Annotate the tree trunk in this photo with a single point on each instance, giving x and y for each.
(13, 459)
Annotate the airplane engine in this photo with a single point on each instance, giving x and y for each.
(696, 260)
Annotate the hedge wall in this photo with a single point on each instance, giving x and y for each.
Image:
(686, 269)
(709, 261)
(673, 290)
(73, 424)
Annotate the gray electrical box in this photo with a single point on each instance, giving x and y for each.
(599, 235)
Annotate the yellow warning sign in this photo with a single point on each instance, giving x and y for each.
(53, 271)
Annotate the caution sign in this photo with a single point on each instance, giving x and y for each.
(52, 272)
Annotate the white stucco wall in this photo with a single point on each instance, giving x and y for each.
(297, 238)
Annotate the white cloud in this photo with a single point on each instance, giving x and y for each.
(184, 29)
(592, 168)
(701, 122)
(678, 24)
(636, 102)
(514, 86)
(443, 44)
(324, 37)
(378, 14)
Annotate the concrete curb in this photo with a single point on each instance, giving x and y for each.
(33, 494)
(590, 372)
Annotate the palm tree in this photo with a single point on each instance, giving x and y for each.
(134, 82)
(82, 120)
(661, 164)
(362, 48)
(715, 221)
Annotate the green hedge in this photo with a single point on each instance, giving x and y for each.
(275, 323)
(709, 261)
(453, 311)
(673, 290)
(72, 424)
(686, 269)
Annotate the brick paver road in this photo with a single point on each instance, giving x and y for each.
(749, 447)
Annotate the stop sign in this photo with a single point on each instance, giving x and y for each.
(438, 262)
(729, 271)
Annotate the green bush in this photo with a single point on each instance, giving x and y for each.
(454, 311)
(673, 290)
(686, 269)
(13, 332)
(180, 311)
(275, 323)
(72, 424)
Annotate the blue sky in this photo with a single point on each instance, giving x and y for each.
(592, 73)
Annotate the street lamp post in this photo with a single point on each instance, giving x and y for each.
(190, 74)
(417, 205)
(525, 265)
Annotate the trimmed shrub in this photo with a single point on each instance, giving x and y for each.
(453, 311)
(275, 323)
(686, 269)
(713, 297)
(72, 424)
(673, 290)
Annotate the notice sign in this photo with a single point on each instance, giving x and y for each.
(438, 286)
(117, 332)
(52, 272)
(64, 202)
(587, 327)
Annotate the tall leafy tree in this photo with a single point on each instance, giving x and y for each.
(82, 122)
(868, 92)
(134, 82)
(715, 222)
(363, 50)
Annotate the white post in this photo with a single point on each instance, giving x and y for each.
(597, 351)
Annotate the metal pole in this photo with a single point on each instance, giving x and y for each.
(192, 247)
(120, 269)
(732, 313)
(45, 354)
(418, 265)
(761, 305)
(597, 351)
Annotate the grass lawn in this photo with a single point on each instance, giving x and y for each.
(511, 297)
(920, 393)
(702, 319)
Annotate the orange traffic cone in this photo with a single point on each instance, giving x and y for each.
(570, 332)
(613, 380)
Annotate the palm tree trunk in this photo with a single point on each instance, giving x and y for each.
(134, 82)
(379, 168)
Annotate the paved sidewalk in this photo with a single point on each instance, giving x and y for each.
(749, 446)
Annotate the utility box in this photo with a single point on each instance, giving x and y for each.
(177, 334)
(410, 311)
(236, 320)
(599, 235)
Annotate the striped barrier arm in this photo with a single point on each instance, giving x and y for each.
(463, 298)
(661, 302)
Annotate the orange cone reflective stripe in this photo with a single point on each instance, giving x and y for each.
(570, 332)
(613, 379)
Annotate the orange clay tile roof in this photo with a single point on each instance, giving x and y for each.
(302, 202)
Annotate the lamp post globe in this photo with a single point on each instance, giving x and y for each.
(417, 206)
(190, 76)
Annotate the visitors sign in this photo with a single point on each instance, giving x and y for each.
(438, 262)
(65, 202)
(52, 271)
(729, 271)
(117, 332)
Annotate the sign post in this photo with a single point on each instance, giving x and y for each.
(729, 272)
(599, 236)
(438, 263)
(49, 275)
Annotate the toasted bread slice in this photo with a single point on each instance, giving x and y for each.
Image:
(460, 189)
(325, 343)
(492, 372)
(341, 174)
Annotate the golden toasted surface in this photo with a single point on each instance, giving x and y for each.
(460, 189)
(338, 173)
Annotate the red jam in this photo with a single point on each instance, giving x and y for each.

*Description of the task:*
Quote the material exactly, leaving nothing out.

*Reply:*
Annotate the tree trunk in this photo with a single point on each instance, giving x and y for each.
(13, 459)
Annotate the airplane engine in this photo with a single point on each instance, giving x and y for each.
(696, 260)
Annotate the hedge wall in this photo with a single point on each instance, giving x and y for each.
Image:
(686, 269)
(709, 261)
(673, 290)
(73, 424)
Annotate the gray electrical box in this photo with a single point on each instance, giving x and y for each.
(599, 235)
Annotate the yellow warning sign in this photo with a single point on each instance, giving x and y for each.
(53, 271)
Annotate the caution sign in this photo with a single point on each instance, giving x and y for each.
(52, 272)
Annotate the white stucco wall in this photo with a single point on each instance, giving x and y for each.
(297, 238)
Annotate the white cloud in this photo with a single point on each instance, giving x and y for each.
(184, 29)
(592, 168)
(701, 122)
(678, 24)
(636, 102)
(514, 86)
(443, 44)
(324, 37)
(378, 14)
Annotate the concrete curb in this photo with a single point on each instance, giving x and y for each.
(33, 494)
(590, 372)
Annotate the palm tree in this photo with a single point on each instance, giving x and y for each.
(134, 82)
(82, 120)
(661, 164)
(362, 48)
(715, 221)
Annotate the green hedge in this photo with a single point on each instance, giving x and y for each.
(275, 323)
(709, 261)
(453, 311)
(673, 290)
(72, 424)
(686, 269)
Annotate the brick paver road in this photo with a single point on each instance, giving x and y for each.
(749, 447)
Annotate the stop sign in this photo with a single point on each instance, giving x and y for each.
(438, 262)
(729, 271)
Annotate the green bush in this photo with a single point on each instance, giving x and y for each.
(454, 311)
(673, 290)
(686, 269)
(13, 332)
(180, 311)
(275, 323)
(72, 424)
Annotate the blue sky in this photo with a single point on each instance, giving x and y for each.
(592, 73)
Annotate the street lamp post in this photo with a single point on each instance, giving x and y for each.
(190, 74)
(417, 205)
(525, 265)
Annotate the trimmed shrub in this photo with a single point on each instance, giving x and y for each.
(453, 311)
(275, 323)
(686, 269)
(713, 297)
(72, 424)
(673, 290)
Annotate the notice sign in this photo with a single point on each instance, giving x and y for each.
(438, 286)
(117, 332)
(52, 272)
(64, 202)
(587, 327)
Annotate the tall leafy tree in this photo with a single point on each instance, giving x and y for each.
(82, 122)
(868, 92)
(134, 82)
(715, 222)
(363, 50)
Annotate the white post in this photo with a single point on each instance, giving x and y for each.
(597, 351)
Annotate the metal pole in this photo with a single point on each instance, giving x and y for each.
(192, 247)
(120, 269)
(732, 313)
(45, 354)
(418, 265)
(761, 305)
(597, 351)
Annotate the grass lawn in this photo with a single point on each instance, giving x and y for each.
(511, 297)
(920, 393)
(702, 319)
Annotate the orange traffic cone in this photo with a single point on each instance, giving x and y for each.
(570, 332)
(613, 380)
Annotate the palm tree trunk in this photo with a single point on each instance, giving x and y for each.
(134, 82)
(379, 168)
Annotate the paved sidewalk in this photo with a single point on each instance, giving x and y for each.
(749, 446)
Annotate the utility box in this photo with a single point on each instance, giving x and y for each.
(177, 334)
(410, 311)
(236, 320)
(599, 235)
Annotate the striped barrier arm in this photo with a single point on each instance, giving x and y for each.
(463, 298)
(661, 302)
Annotate the orange cone reflective stripe in this photo with a single point on each instance, giving x and y for each.
(570, 332)
(613, 379)
Annotate the orange clay tile roof in this photo with a single point on each instance, giving x and y for each.
(302, 202)
Annotate the lamp post globe in this photo with a single point on each instance, giving x and y for each.
(417, 206)
(190, 76)
Annotate the visitors sign in this photo with a single point on each instance, giving x and y for each.
(438, 262)
(65, 202)
(52, 271)
(729, 271)
(117, 332)
Annotate the sign post in this photo with a single point on each instance, giving x and y for each.
(729, 272)
(599, 236)
(438, 263)
(49, 275)
Annotate the toasted bread slice in this photo with a single point on each instance, giving x and y for each.
Image:
(460, 189)
(325, 343)
(492, 372)
(341, 174)
Annotate the golden toasted surface in this photo with a single point on each instance, giving x and y for each.
(460, 189)
(338, 173)
Annotate the red jam in this photo with a single point on each instance, giving x and y for each.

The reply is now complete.